§ **Exercise objective**
Lines before the one containing "Target: mud flat" are left out; that line and every line after it, through the end of the records, are to be reproduced exactly.

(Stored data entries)
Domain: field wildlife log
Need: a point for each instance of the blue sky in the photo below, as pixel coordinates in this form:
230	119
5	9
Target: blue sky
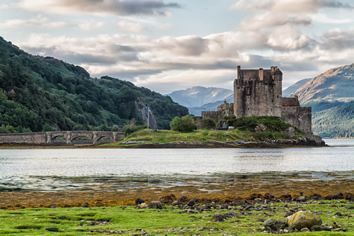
176	44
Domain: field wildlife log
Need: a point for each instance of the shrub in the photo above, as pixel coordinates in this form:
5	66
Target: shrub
207	123
184	124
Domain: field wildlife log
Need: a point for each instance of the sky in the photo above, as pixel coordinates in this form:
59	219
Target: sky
169	45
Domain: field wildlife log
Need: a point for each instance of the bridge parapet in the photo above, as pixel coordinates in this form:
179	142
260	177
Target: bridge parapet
49	137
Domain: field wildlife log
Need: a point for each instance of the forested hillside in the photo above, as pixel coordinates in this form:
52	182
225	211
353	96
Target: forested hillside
43	93
329	89
335	122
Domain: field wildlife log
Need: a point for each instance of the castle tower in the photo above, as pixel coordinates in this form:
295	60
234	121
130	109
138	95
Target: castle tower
258	92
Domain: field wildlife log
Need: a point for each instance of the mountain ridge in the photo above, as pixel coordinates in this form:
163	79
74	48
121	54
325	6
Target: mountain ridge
43	93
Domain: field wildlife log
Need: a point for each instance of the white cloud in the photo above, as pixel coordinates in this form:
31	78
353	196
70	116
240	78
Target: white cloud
89	26
287	38
4	6
38	21
130	27
115	7
322	18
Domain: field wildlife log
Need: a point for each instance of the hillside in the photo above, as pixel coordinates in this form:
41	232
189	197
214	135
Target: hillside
43	93
198	96
209	106
294	87
335	122
333	86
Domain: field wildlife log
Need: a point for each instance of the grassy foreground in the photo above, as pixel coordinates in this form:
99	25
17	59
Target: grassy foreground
247	129
167	136
168	221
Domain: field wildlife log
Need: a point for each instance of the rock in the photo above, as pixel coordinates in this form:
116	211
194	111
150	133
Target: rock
138	201
155	205
291	132
260	128
142	206
320	228
303	219
191	203
52	229
183	199
219	217
274	225
168	199
301	199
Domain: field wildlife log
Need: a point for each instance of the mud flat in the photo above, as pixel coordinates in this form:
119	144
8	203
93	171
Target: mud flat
110	190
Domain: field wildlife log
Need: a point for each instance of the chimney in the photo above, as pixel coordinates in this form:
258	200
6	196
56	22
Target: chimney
261	75
238	72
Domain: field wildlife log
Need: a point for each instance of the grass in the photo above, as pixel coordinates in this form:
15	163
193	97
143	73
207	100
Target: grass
168	136
245	131
169	221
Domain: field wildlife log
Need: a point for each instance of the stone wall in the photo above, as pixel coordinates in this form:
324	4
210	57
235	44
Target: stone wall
49	137
300	117
258	92
29	138
216	116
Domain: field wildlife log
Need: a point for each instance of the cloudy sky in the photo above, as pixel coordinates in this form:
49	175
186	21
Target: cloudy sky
167	45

§ **Result for this exercise**
Target: mud flat
110	190
Domain: field wildlife log
Need: a point for each instance of the chimney in the photo above, as pixel coordinates in this form:
258	200
6	196
56	22
Target: chimney
261	75
238	72
Domain: field wildlife log
Need: a point for each instance of the grass in the photo above, as pixel coordinates in this form:
15	163
193	97
143	73
207	100
Target: grass
168	136
245	131
169	221
Domain: field wildlife log
Need: a point for each instance of the stone wall in the photo above, as pixel coordinates in this form:
324	4
210	57
235	44
Target: stone wall
49	137
300	117
258	92
29	138
216	116
Domain: field wildlife log
Need: a point for each instance of the cloudy sky in the photo above, as pixel coordinates in this form:
49	175
186	21
Target: cloudy sky
167	45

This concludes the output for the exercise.